Work instructions.
(a) In the lecture notes on neuroscience, hormones, and behavior, which state is cited as an example of allowing single-party consent to recording?
(b) Print the portion of the lecture notes on neuroscience, hormones, and behavior between "Speaker Introductions and" and "Foundation and NIMH.", inclusive.
(c) Write the next part of the lecture notes on neuroscience, hormones, and behavior, picking up after their final line.

Text passage.
8.) Lecture on Neuroscience, Hormones, and Behavior

Jun 1, 2024

Lecture Notes

Recording Consent and Legalities

  • Recording and Consent: Importance of participants' consent before recording sessions. Legal variations by state (e.g., Texas allows single-party consent).
  • Zoom Notifications: Zoom can't ensure which state participants are in, thus default action is to ask for consent.

Schedule and Session Structure

  • Initial Delay: Waiting for speaker participation (e.g., Laura Despin’s potential absence).
  • Speaker Line-up: 5 speakers, each with 12-15 min presentations, followed by Q&A.
  • Q&A Format: Raise hand or type in chat; moderator or speaker can verbalize and respond in chat.

Speaker Introductions and Highlights

Dr. Simone Sun

  • Background: Postdoc at Cold Spring Harbor, Senior Fellow at the Center for Applied Transgender Studies. Funded by the Simons Foundation and NIMH.
  • Research Focus: Gonadal hormones affect neurophysiology, gene regulation, and sex-variable biology. Uses estrogen receptor studies (cut-and-run, ATAC-seq) to investigate chromatin changes.

Key Points from Presentation

  • Gene Identification: Estrogen receptor alpha binds thousands of genome sites; gene regulation by hormones impacts neuronal functions like synapse organization and excitability.

Given records.
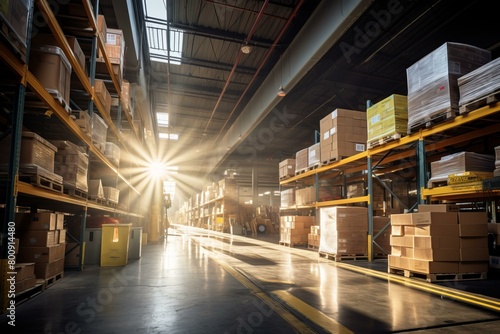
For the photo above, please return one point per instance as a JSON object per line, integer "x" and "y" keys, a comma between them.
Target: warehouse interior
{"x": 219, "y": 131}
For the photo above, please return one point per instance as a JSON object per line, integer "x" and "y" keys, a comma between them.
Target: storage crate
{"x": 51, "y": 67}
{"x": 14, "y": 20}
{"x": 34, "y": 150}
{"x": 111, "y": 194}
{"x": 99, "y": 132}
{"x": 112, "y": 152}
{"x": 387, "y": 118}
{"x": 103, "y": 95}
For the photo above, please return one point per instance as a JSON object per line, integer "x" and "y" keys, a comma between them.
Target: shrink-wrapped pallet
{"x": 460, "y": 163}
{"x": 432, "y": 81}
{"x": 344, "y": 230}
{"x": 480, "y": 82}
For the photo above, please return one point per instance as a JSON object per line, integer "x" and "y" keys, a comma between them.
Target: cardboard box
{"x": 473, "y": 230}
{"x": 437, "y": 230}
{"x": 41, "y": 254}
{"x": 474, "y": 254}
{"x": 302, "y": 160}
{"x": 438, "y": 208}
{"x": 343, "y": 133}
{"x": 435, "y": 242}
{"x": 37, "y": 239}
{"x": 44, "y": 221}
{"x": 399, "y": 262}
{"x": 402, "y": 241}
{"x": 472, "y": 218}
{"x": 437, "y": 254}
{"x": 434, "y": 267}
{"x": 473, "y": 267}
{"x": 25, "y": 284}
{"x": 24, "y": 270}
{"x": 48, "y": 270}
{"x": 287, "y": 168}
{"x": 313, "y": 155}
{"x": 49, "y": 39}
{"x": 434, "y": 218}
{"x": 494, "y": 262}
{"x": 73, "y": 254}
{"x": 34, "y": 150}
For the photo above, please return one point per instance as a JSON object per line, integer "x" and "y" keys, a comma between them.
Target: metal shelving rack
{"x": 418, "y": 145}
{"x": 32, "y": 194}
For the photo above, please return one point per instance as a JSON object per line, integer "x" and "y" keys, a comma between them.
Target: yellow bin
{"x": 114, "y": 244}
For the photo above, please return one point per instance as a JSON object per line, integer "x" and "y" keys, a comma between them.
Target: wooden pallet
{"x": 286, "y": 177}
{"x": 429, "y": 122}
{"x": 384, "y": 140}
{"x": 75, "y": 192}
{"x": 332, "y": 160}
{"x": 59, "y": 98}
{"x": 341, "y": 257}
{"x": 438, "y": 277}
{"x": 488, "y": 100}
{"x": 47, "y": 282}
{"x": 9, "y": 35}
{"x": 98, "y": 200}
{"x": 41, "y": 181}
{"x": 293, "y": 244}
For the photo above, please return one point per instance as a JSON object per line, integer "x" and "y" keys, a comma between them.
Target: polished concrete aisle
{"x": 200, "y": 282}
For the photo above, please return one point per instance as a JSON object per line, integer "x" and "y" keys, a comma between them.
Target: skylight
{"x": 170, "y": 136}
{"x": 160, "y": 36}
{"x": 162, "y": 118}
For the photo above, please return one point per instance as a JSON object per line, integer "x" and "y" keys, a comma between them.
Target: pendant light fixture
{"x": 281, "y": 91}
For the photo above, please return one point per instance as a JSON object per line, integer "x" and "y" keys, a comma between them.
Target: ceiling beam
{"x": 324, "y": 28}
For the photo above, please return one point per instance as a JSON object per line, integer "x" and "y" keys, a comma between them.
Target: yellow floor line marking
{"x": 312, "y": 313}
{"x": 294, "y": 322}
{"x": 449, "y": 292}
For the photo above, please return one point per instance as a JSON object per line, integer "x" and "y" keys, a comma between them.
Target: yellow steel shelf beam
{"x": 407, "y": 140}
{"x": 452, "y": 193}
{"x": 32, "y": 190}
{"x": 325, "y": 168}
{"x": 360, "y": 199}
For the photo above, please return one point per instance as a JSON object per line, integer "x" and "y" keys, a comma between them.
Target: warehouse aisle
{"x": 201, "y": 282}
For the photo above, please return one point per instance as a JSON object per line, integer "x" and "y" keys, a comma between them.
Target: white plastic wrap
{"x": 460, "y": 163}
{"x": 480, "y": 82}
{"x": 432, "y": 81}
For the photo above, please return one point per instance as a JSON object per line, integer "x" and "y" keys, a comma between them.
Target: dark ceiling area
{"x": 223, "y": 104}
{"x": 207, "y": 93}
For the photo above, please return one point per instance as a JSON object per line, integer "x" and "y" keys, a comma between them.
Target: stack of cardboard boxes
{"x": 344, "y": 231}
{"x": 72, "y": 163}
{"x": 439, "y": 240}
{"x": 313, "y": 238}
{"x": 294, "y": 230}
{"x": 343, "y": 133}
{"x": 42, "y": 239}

* * *

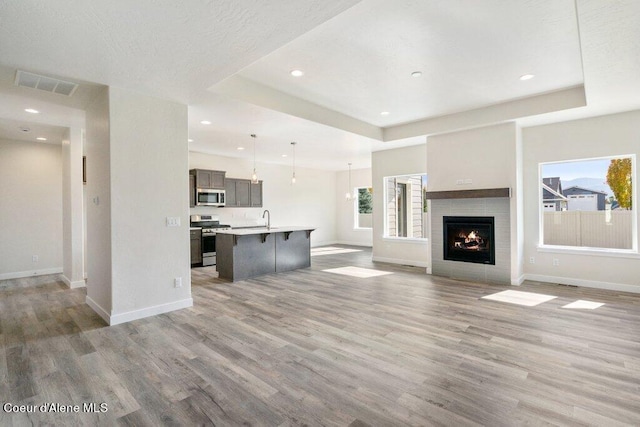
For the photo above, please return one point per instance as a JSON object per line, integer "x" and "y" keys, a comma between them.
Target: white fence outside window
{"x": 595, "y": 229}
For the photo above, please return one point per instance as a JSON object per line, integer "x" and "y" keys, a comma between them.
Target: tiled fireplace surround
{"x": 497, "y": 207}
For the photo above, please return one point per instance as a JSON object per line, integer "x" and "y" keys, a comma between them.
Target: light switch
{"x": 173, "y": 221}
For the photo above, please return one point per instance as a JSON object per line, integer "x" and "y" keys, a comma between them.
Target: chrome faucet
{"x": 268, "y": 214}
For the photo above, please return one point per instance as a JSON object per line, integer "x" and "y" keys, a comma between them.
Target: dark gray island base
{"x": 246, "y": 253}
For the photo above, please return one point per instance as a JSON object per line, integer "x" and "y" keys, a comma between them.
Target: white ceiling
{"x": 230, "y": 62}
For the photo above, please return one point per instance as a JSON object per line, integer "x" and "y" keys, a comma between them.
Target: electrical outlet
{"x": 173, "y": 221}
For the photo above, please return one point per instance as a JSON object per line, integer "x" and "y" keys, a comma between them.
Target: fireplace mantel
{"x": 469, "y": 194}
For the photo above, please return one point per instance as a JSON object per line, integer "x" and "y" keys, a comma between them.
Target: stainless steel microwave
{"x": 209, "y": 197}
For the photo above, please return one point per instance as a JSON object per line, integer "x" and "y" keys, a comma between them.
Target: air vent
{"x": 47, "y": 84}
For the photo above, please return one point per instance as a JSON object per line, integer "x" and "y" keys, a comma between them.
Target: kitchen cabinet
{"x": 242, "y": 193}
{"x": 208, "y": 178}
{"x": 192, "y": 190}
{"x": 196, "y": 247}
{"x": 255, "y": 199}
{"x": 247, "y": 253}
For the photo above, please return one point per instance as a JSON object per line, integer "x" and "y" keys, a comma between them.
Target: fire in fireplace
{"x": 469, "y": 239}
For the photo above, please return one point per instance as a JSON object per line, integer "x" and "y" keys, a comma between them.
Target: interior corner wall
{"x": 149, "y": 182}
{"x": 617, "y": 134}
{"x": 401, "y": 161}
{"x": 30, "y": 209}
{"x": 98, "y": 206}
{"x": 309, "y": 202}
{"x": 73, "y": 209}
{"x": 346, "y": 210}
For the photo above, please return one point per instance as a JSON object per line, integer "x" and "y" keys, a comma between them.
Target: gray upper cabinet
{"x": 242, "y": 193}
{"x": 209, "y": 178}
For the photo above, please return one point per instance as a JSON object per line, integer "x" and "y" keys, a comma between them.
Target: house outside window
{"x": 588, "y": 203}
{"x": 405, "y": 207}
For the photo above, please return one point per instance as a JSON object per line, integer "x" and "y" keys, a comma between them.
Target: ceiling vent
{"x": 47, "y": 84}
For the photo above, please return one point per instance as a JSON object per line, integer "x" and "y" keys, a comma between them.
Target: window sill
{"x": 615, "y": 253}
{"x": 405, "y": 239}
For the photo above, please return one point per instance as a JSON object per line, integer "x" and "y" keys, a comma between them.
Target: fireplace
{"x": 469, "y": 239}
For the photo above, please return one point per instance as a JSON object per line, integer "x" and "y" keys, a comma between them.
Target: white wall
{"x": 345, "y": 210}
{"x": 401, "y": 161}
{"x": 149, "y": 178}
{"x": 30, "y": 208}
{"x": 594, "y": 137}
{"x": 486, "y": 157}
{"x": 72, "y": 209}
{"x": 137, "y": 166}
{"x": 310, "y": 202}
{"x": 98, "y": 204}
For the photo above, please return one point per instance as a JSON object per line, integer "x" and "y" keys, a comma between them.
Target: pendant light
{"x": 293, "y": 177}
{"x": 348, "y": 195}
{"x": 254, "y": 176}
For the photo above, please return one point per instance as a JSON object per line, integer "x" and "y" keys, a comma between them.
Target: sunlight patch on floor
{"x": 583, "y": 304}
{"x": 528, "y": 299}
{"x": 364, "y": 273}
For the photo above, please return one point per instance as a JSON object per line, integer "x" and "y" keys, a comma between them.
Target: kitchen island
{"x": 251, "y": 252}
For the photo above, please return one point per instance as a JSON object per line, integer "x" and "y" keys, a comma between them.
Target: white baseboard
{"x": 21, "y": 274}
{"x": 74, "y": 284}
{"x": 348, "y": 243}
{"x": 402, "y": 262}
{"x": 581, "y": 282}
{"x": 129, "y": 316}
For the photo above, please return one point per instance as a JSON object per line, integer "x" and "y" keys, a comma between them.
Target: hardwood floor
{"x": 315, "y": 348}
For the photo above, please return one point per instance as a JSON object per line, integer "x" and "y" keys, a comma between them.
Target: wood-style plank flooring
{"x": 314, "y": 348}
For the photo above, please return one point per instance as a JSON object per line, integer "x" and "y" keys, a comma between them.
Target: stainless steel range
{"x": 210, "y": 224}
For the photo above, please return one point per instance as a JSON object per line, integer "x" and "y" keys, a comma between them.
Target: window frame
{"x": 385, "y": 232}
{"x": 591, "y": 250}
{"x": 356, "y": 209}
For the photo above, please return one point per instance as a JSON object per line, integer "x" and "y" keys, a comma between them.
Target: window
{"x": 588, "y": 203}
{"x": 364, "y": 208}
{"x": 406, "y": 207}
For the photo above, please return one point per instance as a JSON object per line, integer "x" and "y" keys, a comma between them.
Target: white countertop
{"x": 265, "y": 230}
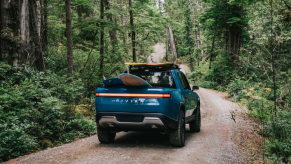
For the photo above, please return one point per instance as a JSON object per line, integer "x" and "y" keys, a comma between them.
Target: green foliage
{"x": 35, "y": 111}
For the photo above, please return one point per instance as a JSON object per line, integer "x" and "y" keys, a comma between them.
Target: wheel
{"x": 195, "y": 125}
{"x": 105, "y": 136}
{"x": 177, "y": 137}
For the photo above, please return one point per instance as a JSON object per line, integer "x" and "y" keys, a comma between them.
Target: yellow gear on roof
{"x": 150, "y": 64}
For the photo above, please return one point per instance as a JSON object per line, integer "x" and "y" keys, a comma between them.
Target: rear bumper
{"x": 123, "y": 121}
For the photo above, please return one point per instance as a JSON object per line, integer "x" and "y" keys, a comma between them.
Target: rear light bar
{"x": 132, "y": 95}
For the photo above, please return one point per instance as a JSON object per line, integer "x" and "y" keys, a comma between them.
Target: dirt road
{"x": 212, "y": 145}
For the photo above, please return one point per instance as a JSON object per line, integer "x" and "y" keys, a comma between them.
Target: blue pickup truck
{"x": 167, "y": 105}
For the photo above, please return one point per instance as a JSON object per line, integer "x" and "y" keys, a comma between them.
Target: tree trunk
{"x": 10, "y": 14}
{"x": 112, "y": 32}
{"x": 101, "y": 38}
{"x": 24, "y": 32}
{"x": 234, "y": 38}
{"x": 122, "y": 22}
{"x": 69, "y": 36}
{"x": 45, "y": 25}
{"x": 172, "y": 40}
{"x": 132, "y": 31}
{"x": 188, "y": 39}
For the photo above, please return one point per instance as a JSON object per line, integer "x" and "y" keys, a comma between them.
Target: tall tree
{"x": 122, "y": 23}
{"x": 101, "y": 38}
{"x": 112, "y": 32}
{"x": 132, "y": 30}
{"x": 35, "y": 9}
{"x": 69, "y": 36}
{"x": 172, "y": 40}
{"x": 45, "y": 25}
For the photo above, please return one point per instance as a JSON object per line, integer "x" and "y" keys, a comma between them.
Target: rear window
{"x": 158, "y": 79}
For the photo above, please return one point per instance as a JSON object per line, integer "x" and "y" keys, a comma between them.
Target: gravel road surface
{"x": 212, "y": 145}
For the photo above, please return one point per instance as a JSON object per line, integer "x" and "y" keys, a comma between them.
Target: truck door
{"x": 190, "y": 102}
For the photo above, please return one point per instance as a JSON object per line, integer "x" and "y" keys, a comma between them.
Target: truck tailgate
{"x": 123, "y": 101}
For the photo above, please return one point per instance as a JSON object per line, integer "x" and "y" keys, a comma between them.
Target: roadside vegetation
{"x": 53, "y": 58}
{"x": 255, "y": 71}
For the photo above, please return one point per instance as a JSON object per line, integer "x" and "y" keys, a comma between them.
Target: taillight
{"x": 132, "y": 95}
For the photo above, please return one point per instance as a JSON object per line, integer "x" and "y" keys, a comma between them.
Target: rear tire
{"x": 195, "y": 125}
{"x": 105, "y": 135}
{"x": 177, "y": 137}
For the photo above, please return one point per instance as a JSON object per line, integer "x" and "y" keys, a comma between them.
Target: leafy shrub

...

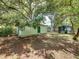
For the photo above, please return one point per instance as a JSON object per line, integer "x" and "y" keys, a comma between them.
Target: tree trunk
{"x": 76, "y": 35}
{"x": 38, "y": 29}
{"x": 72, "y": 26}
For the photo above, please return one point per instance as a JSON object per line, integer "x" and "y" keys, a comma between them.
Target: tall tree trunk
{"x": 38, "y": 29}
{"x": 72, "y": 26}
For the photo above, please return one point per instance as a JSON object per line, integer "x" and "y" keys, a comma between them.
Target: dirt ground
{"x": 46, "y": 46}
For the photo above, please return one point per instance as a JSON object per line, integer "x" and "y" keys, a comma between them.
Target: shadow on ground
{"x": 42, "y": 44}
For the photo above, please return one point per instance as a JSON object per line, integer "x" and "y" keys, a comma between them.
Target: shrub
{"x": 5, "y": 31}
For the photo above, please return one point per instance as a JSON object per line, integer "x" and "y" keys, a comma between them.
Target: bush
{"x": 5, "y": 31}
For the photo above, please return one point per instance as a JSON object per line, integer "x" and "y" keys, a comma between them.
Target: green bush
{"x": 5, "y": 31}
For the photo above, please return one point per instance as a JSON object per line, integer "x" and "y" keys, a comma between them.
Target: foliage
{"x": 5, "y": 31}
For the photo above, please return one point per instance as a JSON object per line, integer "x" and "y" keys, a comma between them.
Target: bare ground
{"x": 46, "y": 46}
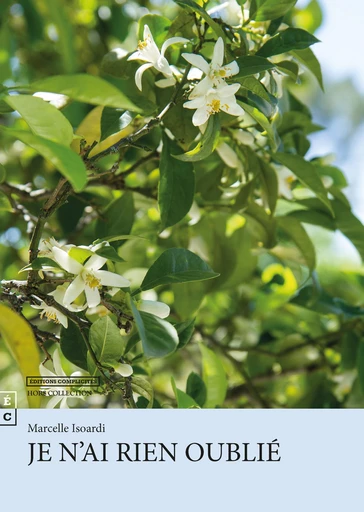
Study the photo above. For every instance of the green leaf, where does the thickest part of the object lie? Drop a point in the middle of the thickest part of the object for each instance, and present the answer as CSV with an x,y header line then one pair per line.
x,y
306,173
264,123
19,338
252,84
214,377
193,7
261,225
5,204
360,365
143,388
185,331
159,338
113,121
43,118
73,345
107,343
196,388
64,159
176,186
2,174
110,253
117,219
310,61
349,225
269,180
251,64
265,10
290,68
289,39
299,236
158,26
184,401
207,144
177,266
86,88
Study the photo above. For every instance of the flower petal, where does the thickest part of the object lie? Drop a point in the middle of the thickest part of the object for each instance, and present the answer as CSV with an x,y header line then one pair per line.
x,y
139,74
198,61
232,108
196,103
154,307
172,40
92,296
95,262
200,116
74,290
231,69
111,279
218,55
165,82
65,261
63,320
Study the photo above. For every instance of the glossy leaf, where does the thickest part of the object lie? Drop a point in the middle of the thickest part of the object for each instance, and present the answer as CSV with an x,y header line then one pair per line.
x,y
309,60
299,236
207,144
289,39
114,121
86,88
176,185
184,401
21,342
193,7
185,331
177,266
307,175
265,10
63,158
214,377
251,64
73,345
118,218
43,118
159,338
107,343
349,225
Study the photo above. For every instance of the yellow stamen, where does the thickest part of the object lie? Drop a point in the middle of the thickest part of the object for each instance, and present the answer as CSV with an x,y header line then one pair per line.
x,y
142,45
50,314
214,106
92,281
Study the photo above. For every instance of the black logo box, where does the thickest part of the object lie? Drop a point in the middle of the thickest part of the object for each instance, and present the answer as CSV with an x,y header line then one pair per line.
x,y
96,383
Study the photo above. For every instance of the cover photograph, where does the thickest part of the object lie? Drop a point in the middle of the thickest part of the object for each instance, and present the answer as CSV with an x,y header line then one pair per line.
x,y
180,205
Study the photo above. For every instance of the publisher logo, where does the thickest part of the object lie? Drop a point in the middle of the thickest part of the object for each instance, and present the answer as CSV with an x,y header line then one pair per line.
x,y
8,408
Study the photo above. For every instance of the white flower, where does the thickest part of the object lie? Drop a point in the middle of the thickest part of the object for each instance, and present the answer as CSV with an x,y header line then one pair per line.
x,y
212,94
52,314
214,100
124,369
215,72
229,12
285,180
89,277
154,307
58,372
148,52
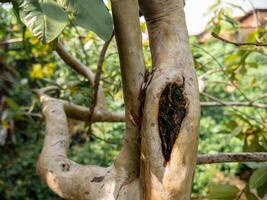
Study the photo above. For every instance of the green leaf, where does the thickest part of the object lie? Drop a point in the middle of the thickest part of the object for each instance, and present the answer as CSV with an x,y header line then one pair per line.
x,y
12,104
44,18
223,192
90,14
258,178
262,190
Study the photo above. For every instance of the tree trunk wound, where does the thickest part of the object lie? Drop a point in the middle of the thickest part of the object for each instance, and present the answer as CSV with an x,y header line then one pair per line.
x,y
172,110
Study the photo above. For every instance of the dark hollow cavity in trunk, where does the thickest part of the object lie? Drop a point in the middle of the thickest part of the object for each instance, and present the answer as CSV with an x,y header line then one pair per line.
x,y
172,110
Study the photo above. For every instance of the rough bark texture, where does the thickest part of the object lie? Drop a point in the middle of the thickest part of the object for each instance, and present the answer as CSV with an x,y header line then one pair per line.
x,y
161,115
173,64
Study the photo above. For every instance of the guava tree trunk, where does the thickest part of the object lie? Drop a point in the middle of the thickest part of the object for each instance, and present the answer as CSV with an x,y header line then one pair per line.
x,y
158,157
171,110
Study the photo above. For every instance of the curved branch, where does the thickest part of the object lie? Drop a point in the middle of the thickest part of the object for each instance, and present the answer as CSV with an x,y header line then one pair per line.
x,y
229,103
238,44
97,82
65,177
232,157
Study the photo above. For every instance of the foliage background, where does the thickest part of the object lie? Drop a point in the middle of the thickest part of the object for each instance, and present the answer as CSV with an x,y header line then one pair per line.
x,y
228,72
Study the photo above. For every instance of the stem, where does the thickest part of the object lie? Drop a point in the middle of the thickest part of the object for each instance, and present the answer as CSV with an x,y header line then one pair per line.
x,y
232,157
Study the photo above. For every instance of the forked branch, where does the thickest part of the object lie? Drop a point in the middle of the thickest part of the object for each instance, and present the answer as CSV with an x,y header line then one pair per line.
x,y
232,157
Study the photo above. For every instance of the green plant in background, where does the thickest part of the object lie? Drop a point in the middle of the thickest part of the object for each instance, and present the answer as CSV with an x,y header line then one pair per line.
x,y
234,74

Results for the exercise.
(a) Texas

(b)
Speaker Introductions and Highlights

Dr. Simone Sun

  • Background: Postdoc at Cold Spring Harbor, Senior Fellow at the Center for Applied Transgender Studies. Funded by the Simons Foundation and NIMH.

(c)
  • Specific Genes: Focus on genes such as voltage-gated ion channels (calcium, potassium, sodium), synaptic plasticity genes (e.g., CAMK2B).
  • Modeling: Created models to understand synaptic response to activity levels based on gene expression.
  • Sex Variability: Hormones reorganize the genome based on hormonal states in adults; dynamic model of neuron plasticity across lifespan proposed.
  • Mental Health: Study aims to inform on mental health outcomes for those undergoing hormone therapy.

Dr. Stacy Kiger

  • Background: Postdoctoral research associate at Cambridge, previous fellowship at NIH.
  • Research Focus: Interaction between stress, hormones, immunity, and mental health.

Key Points from Presentation

  • Depression and Stress: High prevalence of depression; significant impact of early life stress on mental health.
  • HPA Axis Role: Cortisol impact on glucocorticoid receptors, immune system interaction, particularly glucocorticoid resistance.
  • Immunity and Mood Disorders: Links between autoimmune conditions and depression; anti-inflammatory treatments can help.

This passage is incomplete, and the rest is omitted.